------ Provided data

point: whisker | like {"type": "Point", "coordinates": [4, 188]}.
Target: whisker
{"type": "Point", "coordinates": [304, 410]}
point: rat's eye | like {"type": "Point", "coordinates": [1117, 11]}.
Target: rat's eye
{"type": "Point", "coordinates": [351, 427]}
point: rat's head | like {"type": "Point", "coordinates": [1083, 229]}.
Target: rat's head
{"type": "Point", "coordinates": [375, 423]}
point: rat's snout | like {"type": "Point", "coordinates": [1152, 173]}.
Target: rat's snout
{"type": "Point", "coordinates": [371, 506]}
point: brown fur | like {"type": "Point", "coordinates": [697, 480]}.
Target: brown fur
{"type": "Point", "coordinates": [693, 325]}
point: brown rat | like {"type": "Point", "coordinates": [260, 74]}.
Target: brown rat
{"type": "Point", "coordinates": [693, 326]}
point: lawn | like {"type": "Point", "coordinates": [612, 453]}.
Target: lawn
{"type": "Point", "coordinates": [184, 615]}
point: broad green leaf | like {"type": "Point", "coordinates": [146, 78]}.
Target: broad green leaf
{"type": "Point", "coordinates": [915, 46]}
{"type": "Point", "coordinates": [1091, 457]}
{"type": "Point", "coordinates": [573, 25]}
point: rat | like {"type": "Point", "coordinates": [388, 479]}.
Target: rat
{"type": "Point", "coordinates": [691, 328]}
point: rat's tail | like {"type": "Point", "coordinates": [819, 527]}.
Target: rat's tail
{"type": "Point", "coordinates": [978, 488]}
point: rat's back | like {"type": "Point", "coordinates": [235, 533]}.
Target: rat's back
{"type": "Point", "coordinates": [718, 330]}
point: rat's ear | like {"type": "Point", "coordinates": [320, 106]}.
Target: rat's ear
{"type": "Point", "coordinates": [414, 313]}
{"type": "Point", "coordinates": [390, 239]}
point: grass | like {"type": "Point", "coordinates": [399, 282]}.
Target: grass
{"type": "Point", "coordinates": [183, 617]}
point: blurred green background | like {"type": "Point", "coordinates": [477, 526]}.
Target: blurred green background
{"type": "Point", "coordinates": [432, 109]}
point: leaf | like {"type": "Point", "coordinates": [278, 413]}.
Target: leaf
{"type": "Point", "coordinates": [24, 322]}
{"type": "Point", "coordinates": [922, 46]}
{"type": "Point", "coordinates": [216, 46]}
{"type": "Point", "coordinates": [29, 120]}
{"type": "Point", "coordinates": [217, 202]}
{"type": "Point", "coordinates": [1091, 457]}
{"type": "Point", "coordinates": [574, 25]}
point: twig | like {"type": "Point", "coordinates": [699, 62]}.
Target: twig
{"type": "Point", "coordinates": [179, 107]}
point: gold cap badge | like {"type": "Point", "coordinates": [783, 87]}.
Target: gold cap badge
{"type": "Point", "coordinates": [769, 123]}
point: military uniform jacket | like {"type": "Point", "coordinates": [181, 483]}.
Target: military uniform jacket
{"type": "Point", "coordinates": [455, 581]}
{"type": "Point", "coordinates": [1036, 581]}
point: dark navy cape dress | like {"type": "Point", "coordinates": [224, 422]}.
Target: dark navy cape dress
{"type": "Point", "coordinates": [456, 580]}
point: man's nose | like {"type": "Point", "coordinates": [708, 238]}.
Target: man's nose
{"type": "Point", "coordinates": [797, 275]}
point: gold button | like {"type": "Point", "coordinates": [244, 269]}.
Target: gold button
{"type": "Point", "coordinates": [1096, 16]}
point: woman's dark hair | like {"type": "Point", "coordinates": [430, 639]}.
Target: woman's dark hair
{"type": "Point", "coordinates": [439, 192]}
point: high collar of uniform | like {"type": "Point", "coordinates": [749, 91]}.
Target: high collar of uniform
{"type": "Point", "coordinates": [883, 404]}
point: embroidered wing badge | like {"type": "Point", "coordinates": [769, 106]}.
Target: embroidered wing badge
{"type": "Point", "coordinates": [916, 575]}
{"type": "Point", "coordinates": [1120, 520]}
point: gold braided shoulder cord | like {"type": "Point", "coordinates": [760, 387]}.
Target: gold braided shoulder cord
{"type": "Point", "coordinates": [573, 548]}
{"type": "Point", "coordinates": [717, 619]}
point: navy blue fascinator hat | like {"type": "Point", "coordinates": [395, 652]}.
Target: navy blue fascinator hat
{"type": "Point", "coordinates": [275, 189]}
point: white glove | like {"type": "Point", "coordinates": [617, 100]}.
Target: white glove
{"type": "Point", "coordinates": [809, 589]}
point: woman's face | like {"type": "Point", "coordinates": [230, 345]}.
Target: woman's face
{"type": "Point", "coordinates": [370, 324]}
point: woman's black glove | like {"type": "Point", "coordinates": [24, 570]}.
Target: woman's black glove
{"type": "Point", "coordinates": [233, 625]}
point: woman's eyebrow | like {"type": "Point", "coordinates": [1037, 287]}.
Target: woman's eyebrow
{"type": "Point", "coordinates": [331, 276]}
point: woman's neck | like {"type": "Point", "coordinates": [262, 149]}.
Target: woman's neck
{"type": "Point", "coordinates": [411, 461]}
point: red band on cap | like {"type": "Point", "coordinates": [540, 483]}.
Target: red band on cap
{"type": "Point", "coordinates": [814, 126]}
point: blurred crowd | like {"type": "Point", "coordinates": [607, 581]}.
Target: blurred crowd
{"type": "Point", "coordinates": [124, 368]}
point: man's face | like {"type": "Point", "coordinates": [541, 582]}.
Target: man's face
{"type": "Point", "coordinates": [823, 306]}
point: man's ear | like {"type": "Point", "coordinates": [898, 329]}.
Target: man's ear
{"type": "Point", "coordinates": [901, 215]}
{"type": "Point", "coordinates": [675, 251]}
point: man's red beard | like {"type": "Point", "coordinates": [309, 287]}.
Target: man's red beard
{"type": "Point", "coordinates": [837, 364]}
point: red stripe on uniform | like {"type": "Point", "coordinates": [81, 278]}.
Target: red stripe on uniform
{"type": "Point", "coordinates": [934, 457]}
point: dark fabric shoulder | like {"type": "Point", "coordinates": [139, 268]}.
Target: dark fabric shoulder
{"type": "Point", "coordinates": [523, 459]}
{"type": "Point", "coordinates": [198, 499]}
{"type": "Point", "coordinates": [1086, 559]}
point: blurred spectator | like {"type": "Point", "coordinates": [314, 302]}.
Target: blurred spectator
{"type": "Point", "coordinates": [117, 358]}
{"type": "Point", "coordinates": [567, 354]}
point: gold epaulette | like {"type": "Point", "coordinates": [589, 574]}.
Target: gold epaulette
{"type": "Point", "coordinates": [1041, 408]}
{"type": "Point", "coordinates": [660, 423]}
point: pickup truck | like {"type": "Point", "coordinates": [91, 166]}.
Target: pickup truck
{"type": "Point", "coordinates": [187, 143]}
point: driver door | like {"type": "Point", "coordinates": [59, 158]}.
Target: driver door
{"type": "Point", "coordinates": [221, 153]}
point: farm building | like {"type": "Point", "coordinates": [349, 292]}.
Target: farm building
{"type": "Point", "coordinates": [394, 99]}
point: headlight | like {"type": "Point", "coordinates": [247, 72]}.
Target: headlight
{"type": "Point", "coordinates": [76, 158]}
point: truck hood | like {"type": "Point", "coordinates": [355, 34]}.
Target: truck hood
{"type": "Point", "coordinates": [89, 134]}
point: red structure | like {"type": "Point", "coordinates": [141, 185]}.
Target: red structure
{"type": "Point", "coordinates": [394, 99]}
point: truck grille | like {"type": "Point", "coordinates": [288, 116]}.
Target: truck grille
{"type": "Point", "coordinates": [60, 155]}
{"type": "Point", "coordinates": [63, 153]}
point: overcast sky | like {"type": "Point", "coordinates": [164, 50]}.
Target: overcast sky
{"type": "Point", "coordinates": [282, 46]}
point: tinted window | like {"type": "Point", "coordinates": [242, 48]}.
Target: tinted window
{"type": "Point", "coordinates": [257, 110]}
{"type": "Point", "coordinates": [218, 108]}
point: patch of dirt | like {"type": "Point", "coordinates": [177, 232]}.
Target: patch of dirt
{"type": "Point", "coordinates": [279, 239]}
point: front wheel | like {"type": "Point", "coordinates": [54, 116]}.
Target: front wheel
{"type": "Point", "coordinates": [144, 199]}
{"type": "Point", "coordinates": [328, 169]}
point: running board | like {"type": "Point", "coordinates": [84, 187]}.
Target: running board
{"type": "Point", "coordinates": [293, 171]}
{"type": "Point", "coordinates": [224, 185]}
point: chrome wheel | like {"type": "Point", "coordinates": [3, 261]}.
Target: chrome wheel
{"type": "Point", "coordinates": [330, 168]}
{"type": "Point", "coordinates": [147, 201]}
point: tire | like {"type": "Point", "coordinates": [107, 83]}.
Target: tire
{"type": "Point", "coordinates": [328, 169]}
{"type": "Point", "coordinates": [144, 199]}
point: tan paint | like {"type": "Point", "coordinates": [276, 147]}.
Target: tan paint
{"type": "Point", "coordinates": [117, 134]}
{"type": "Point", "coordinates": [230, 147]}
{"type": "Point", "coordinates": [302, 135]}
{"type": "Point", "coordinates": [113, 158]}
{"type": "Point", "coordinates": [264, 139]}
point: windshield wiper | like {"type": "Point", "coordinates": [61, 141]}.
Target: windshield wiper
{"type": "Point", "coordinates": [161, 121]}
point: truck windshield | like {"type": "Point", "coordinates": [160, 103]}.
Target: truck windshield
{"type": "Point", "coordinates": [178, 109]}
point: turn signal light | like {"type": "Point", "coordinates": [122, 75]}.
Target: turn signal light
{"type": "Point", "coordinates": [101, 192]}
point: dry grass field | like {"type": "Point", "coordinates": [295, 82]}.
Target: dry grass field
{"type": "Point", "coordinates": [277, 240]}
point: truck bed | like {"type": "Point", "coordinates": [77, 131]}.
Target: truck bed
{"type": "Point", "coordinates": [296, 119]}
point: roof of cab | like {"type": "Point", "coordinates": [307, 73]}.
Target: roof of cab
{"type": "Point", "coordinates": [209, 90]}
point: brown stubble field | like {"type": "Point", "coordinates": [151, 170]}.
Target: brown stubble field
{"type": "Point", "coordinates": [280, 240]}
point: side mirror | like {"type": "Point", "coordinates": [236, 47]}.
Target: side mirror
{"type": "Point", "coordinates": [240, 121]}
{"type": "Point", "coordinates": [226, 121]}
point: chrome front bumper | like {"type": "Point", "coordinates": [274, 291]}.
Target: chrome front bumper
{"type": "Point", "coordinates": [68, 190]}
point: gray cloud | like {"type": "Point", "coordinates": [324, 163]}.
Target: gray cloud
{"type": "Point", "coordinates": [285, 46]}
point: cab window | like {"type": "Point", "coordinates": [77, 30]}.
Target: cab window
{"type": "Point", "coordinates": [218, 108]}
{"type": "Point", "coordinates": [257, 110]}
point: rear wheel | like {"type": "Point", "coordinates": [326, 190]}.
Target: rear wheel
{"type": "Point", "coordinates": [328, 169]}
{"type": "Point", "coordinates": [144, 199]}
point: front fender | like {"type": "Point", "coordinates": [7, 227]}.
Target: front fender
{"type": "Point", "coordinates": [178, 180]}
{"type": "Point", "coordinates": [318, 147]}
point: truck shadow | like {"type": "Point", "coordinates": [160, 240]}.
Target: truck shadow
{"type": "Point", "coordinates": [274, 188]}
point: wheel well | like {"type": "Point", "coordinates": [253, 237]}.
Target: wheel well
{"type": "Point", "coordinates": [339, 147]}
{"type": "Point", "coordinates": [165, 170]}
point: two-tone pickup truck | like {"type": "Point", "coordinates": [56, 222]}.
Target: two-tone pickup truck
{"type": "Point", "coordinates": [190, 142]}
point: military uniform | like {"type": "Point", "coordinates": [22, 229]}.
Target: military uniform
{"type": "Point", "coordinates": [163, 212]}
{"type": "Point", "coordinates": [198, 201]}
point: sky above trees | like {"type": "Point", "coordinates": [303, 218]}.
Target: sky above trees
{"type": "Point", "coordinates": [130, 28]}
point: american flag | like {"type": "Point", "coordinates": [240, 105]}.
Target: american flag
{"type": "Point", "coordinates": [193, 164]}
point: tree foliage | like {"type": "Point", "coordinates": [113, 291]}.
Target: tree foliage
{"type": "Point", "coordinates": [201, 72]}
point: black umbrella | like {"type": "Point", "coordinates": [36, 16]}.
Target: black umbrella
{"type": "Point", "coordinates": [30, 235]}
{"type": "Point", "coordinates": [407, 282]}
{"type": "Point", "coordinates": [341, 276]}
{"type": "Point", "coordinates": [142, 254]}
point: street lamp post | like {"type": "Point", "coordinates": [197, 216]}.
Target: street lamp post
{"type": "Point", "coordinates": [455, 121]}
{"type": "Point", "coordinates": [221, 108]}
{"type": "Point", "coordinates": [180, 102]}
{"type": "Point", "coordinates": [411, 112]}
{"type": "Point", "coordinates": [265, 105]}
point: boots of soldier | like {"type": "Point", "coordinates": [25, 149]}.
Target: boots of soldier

------------

Required action
In the material above, locate the line containing "point: rat's head" and the line containing "point: broad green". Transcribe exactly those two lines and every line between them, and nothing more.

Your solution
point: rat's head | like {"type": "Point", "coordinates": [1083, 229]}.
Target: rat's head
{"type": "Point", "coordinates": [375, 423]}
point: rat's snout | like {"type": "Point", "coordinates": [1152, 173]}.
Target: rat's snout
{"type": "Point", "coordinates": [371, 506]}
point: brown fur | like {"type": "Point", "coordinates": [697, 480]}.
Target: brown fur
{"type": "Point", "coordinates": [693, 325]}
point: brown rat | like {"type": "Point", "coordinates": [260, 74]}.
Target: brown rat
{"type": "Point", "coordinates": [693, 326]}
point: lawn | like {"type": "Point", "coordinates": [612, 453]}.
Target: lawn
{"type": "Point", "coordinates": [184, 615]}
point: broad green leaf | like {"type": "Point", "coordinates": [146, 78]}.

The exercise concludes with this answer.